What the final 12 months of Kurt Cobain's life was like

Emerging from the Pacific Northwest with their down-tuned guitars and songs of disaffection, Nirvana became the quintessential rock band of the '90s. As part of the Seattle-based grunge rock scene, bands like Nirvana brought a new, murky, but melodious sound — one part metal and one part punk. Nirvana lead singer and chief songwriter Kurt Cobain struggled mightily with stardom and bearing the weight of his generation's problems. He let the music speak for itself with thunderous classics like "Smells Like Teen Spirit," "In Bloom," "Sliver," "Heart-Shaped Box," and "All Apologies." Cobain was soon one of the most famous people in the world, partly for his work in Nirvana and partly because of his tumultuous offstage life with wife and fellow rock star Courtney Love.

By early 1993, things were going pretty good for Cobain, it would seem — all that rock star stuff plus a new baby daughter. Tragically, it would prove to be the last year of his life. Here's what occupied the Nirvana singer's thoughts and time over the final 12 months of his brief, 27-year life.

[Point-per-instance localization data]
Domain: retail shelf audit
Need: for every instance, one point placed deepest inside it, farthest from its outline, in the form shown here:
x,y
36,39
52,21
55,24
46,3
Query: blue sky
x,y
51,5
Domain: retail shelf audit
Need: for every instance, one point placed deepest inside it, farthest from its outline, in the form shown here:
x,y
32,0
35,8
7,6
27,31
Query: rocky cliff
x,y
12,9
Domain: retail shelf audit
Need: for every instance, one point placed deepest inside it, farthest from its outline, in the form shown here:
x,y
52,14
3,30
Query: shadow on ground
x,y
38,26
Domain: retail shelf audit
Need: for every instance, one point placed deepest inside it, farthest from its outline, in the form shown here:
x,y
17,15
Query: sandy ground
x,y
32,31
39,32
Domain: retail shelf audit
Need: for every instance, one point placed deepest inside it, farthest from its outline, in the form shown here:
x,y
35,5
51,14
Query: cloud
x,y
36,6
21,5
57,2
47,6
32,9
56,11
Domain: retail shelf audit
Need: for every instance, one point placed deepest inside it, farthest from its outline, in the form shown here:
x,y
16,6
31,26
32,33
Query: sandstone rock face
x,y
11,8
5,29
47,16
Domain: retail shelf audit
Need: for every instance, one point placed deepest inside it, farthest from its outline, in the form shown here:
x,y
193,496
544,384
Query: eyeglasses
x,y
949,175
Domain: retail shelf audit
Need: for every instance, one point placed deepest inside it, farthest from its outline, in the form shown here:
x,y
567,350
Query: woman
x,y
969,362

Your assignment » Reproduce the stretch of the Kurt Cobain piece from "What the final" through "star Courtney Love.", word for word.

Result below »
What the final 12 months of Kurt Cobain's life was like

Emerging from the Pacific Northwest with their down-tuned guitars and songs of disaffection, Nirvana became the quintessential rock band of the '90s. As part of the Seattle-based grunge rock scene, bands like Nirvana brought a new, murky, but melodious sound — one part metal and one part punk. Nirvana lead singer and chief songwriter Kurt Cobain struggled mightily with stardom and bearing the weight of his generation's problems. He let the music speak for itself with thunderous classics like "Smells Like Teen Spirit," "In Bloom," "Sliver," "Heart-Shaped Box," and "All Apologies." Cobain was soon one of the most famous people in the world, partly for his work in Nirvana and partly because of his tumultuous offstage life with wife and fellow rock star Courtney Love.